Copy every row below verbatim, leaving the pictures out.

(Records taken from a collection)
····················

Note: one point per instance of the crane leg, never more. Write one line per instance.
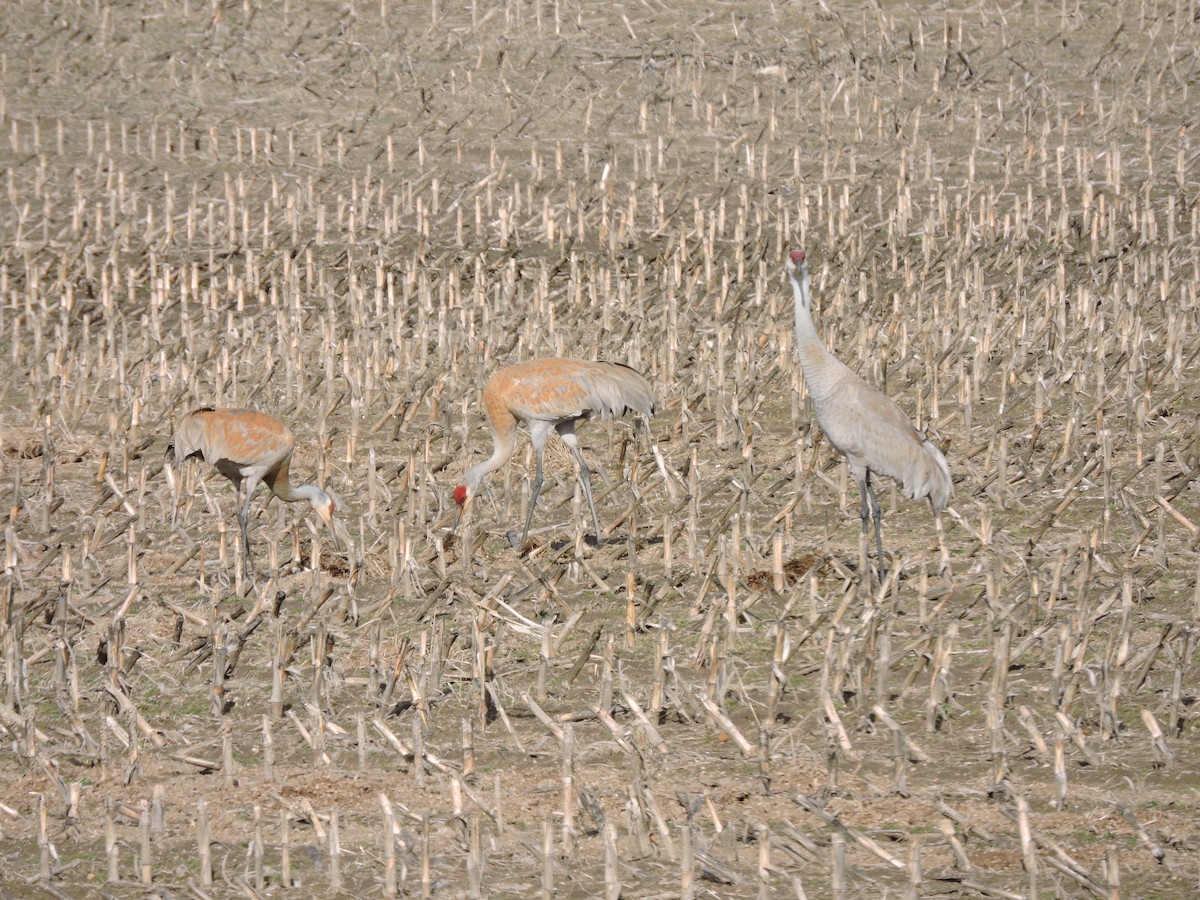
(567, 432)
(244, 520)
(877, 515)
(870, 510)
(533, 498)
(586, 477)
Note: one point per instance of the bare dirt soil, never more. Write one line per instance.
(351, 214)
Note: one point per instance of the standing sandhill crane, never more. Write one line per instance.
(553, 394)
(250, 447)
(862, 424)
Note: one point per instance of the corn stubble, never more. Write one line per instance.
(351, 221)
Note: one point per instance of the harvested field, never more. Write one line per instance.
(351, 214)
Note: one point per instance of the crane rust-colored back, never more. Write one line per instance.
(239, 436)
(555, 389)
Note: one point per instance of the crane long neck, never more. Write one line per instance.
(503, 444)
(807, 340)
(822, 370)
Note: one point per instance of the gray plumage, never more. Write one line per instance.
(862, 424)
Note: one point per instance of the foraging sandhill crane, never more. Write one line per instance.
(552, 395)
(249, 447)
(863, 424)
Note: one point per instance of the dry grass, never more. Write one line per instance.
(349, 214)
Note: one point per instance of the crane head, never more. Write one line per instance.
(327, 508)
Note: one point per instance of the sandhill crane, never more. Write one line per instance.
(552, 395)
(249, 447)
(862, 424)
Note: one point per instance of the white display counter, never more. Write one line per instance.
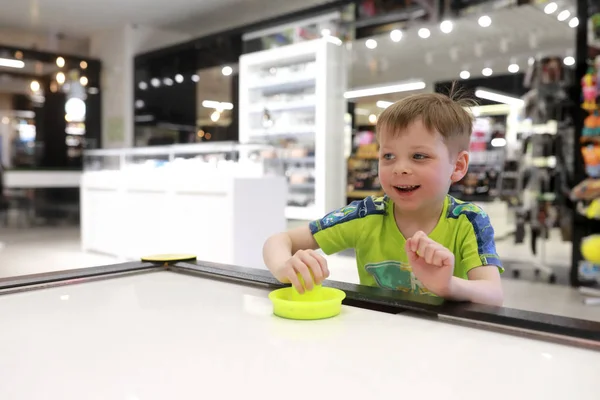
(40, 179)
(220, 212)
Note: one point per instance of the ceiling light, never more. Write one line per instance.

····················

- WRITTEN REPLY -
Note: one point per instance of the crane leg, never more. Write one line per instance.
(567, 432)
(244, 520)
(877, 515)
(870, 510)
(533, 498)
(586, 477)
Note: one point per instance of the bare dirt soil, never more. Write one line per instance.
(351, 214)
Note: one point per instance of the standing sandhill crane, never more. Write one line per instance.
(553, 394)
(250, 447)
(862, 424)
Note: one point per instance of the corn stubble, never more. Write one line per instance.
(351, 221)
Note: one point per instance of the harvested field, never more. Write one line per instance.
(351, 214)
Note: one point per instance of the crane rust-colored back, never more. Write one line per instance.
(239, 436)
(555, 389)
Note: one point per instance of the crane long neck, never more. Write one line per instance.
(503, 444)
(807, 340)
(822, 370)
Note: one point per instance of the gray plumage, never more. Write one line per instance.
(862, 424)
Note: one point per instance of the foraging sandhill crane, never more. Write one line per instance.
(552, 395)
(249, 447)
(863, 424)
Note: one point per instance of the dry grass, never more. Write one line per instance.
(349, 214)
Note: one point per instance of the crane head, never more. Write one line per instance.
(327, 508)
Note: one point per instance of the sandhill crane, never more. Write one line per instance.
(552, 395)
(249, 447)
(862, 424)
Note: one point per instance of the white display counter, never more. Write one line per instance.
(40, 179)
(220, 212)
Note: one point per instance of the ceiling light, never more. Write one line per instance.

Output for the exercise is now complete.